Nature of Science

Position Statement

Nature of Science

Introduction

Nature of science (NOS) is a critical component of scientific literacy that enhances students’ understandings of science concepts and enables them to make informed decisions about scientifically-based personal and societal issues. NOS is derived not only from the eight science practices delineated in the Framework for K–12 Science Education (2012), but also from decades of research supporting the various forms of systematic gathering of information through direct and indirect observations of the natural world and the testing of this information by the various research methods used in science, such as descriptive, correlational, and experimental designs. All science educators and those involved with science teaching and learning should have a shared accurate view of nature of scientific knowledge, and recognize that NOS should be taught explicitly alongside science and engineering practices, disciplinary core ideas, and crosscutting concepts.

* **Information shown**
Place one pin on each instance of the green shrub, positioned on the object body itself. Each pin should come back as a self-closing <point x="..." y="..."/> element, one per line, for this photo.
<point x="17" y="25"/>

* **Exercise objective**
Pick up the position statement on the nature of science above where it stops and continue it.

* **Answer for this exercise**
It is important to know that this new iteration of NOS improves upon the previous NSTA position statement on this topic (NSTA 2000) that used the label “nature of science,” which included a combination of characteristics of scientific knowledge (NOS) and scientific inquiry. It demonstrated the common conflation of how scientific knowledge is developed and its characteristics. Since the recent NSTA position statement on science practices, previously referred to as “inquiry” (NSTA 2018), clearly delineates how knowledge is developed in science, a more appropriate label for the focus of this position statement would be “nature of scientific knowledge” (NOSK). This would clarify the difference between how knowledge is developed from the characteristics of the resulting knowledge. Clearly the two are closely related, but they are different (Lederman & Lederman 2014). However, introducing a new label (i.e., NOSK), given that the NGSS refers to the characteristics of scientific knowledge as NOS, would create more confusion. It will be clear that the discussion of NOS here is about the characteristics of scientific knowledge. Additionally, the word “the” is removed preceding NOS to avoid implying that a single set of knowledge characteristics exists.

Why Learn About Nature of Science?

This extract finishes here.